*** Passage to read

Is a viral flu strain the key to curing cancer? According to a landmark research, there is a possibility that using a strain of flu virus may change how liver cancer is treated by modern medicine.
According to Royal Surrey County Hospital Oncologist Dr. Tony Dhillon, the head of the study, the trial is potentially game changing because it could lead to advanced liver cancer treatment, which remained unchanged for more than a decade.
The groundbreaking research is still ongoing. This means the result of the research will not be published for another 3 to 5 years. But if it's a success, cancer patients could receive the treatment within 6 months of the research's publication.
Flu viral strain found to actually CURE liver cancer
(Natural News) You don’t have be in favor of vaccines to appreciate the value of viral therapy in certain cases, and a new trial that could give hope to people with deadly liver cancer is one very promising example of this approach.
Scientists are getting ready to test a revolutionary treatment that will entail injecting patients who have advanced liver cancer with a laboratory-grown flu strain. This method obliterated tumors in mice and in a small trial group of humans in initial tests, and now it will be tested in a trial involving 500 people suffering from the illness.
While vaccines are not without their share of dangers, patients with advanced liver cancer have very few options. It spreads quickly throughout the body, and inoperable patients do not have much hope of surviving. Those who have been given less than a year to live are typically administered daily pills that slow the cancer’s growth, but now there is new hope of treating it.
The people who have volunteered for the randomized trial are expected to have some flu symptoms after getting the shot, such as a sore throat, a cough and a runny nose. A small amount of the virus will be injected directly into their tumor. Once it gets inside the tumor’s cancerous cells, it replicates itself until the cells get full enough to burst, allowing the flu-like infection to spread into the adjacent cells. The virus attacks and kills the cancerous cells without hurting the healthy tissue.
The researchers are also hoping that the virus will penetrate tumors that have already spread through the body.

******
*** Supplied material

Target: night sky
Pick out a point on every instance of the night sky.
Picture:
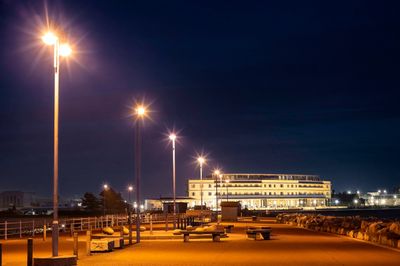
(271, 87)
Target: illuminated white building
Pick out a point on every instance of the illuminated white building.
(261, 191)
(381, 198)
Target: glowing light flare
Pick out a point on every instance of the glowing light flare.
(65, 50)
(172, 137)
(140, 110)
(201, 160)
(49, 38)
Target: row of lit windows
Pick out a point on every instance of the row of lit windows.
(258, 193)
(257, 185)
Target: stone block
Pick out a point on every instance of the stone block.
(55, 261)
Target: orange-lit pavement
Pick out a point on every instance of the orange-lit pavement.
(288, 246)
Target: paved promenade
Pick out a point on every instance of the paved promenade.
(288, 246)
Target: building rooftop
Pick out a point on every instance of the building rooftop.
(258, 176)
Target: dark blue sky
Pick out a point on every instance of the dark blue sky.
(291, 86)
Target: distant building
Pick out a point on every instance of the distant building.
(16, 199)
(261, 191)
(381, 199)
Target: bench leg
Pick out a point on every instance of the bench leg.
(185, 238)
(216, 238)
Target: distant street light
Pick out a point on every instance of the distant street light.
(172, 137)
(140, 112)
(130, 189)
(64, 50)
(336, 201)
(201, 161)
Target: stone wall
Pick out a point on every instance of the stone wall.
(384, 232)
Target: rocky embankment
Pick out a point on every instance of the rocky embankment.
(384, 232)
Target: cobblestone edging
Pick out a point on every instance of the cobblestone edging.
(383, 232)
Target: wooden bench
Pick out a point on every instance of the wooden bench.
(118, 240)
(216, 235)
(228, 228)
(101, 245)
(256, 232)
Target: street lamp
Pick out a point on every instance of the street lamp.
(140, 112)
(105, 188)
(172, 137)
(227, 194)
(130, 188)
(59, 50)
(217, 172)
(201, 161)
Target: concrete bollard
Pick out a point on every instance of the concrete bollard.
(30, 252)
(88, 239)
(76, 247)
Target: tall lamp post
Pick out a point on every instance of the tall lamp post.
(172, 137)
(140, 112)
(59, 50)
(130, 188)
(201, 161)
(217, 172)
(105, 188)
(227, 193)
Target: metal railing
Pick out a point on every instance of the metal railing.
(26, 227)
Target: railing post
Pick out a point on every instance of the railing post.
(30, 252)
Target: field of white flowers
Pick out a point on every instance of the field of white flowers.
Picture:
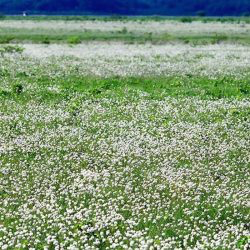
(118, 146)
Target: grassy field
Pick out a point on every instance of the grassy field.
(71, 30)
(109, 145)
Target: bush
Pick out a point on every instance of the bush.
(17, 88)
(74, 40)
(10, 49)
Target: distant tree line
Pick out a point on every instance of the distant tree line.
(130, 7)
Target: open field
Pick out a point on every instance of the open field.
(113, 145)
(128, 30)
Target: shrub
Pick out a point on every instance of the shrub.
(17, 88)
(74, 40)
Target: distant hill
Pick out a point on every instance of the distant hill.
(129, 7)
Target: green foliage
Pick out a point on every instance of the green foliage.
(74, 40)
(17, 88)
(10, 49)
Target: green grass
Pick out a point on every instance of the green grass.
(184, 19)
(156, 87)
(11, 35)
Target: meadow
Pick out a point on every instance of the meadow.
(137, 141)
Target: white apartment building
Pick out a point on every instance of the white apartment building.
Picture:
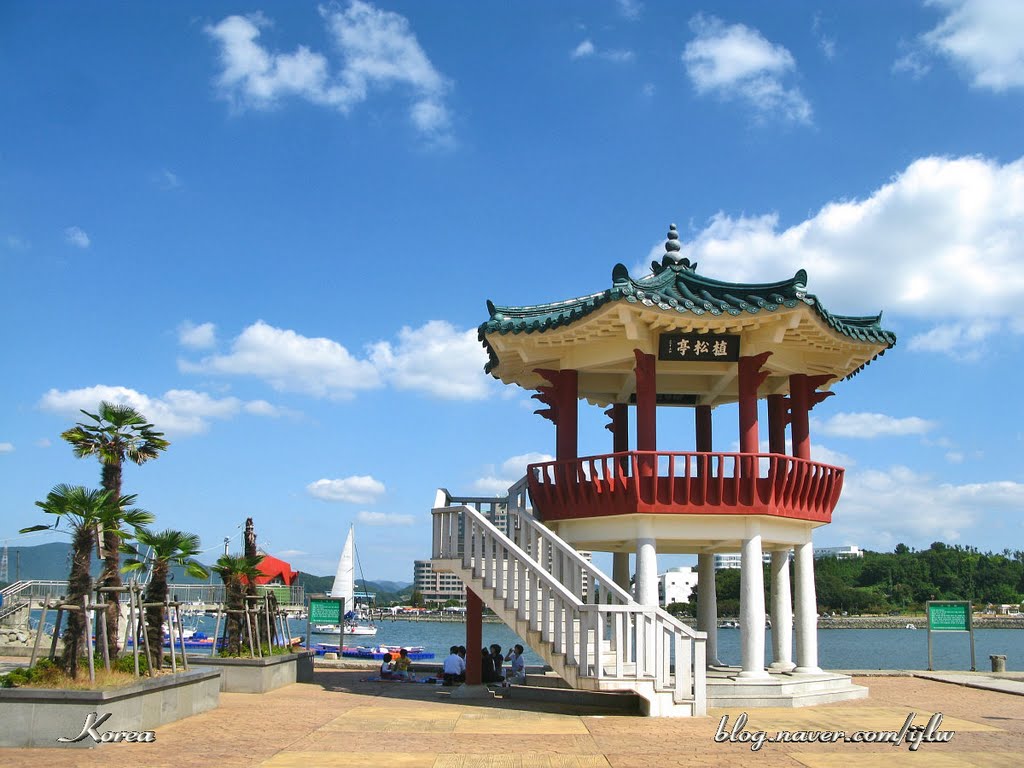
(436, 588)
(841, 553)
(676, 585)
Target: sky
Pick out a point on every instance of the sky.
(272, 227)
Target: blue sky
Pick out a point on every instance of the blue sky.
(272, 228)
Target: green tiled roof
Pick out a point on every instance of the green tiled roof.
(674, 286)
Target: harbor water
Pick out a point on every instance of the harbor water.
(838, 648)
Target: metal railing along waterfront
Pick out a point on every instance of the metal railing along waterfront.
(679, 482)
(615, 641)
(184, 593)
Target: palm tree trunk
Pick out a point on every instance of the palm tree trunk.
(112, 560)
(156, 593)
(79, 586)
(235, 597)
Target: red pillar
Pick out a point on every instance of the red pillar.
(777, 417)
(751, 377)
(620, 427)
(562, 400)
(800, 399)
(567, 429)
(474, 637)
(646, 402)
(702, 428)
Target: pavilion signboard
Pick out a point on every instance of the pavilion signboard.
(324, 610)
(949, 615)
(698, 347)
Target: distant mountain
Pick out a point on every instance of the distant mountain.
(385, 592)
(52, 561)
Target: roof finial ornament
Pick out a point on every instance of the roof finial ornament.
(672, 256)
(672, 245)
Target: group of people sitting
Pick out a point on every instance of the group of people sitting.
(396, 668)
(492, 666)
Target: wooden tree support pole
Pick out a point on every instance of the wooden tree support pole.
(88, 637)
(39, 631)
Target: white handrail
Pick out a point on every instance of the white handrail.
(530, 580)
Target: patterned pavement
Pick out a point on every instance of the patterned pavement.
(341, 721)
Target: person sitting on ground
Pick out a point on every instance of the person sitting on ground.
(517, 675)
(454, 667)
(400, 666)
(486, 667)
(497, 672)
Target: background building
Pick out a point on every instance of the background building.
(676, 585)
(436, 588)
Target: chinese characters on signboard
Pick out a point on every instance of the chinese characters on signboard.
(698, 347)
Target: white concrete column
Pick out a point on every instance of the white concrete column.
(621, 569)
(646, 593)
(806, 608)
(781, 612)
(752, 609)
(708, 606)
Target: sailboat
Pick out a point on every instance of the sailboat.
(344, 587)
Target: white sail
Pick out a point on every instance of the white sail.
(344, 579)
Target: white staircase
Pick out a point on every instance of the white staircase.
(536, 585)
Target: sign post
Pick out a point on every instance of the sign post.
(324, 609)
(949, 615)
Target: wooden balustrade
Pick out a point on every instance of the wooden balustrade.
(660, 482)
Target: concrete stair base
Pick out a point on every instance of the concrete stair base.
(725, 689)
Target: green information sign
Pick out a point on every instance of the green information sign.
(325, 610)
(949, 616)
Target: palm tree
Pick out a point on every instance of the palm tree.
(85, 511)
(166, 548)
(119, 432)
(236, 571)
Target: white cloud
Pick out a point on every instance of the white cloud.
(198, 337)
(880, 509)
(177, 412)
(826, 43)
(76, 236)
(586, 48)
(289, 361)
(983, 37)
(868, 426)
(498, 479)
(737, 62)
(382, 518)
(262, 408)
(357, 489)
(435, 358)
(913, 64)
(377, 50)
(939, 231)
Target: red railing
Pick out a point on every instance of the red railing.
(641, 481)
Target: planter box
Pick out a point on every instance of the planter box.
(37, 717)
(259, 675)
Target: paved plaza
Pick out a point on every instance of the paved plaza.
(339, 720)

******

▸ **Instructions**
1. Can you extract the part of the liver cancer article that begins at the words "The groundbreaking research" and stops after the words "of this approach."?
2. Which flu symptoms does the liver cancer article say trial volunteers are expected to have after getting the shot? List every one.

▸ **Expected results**
1.
The groundbreaking research is still ongoing. This means the result of the research will not be published for another 3 to 5 years. But if it's a success, cancer patients could receive the treatment within 6 months of the research's publication.
Flu viral strain found to actually CURE liver cancer
(Natural News) You don’t have be in favor of vaccines to appreciate the value of viral therapy in certain cases, and a new trial that could give hope to people with deadly liver cancer is one very promising example of this approach.

2.
- a sore throat
- a cough
- a runny nose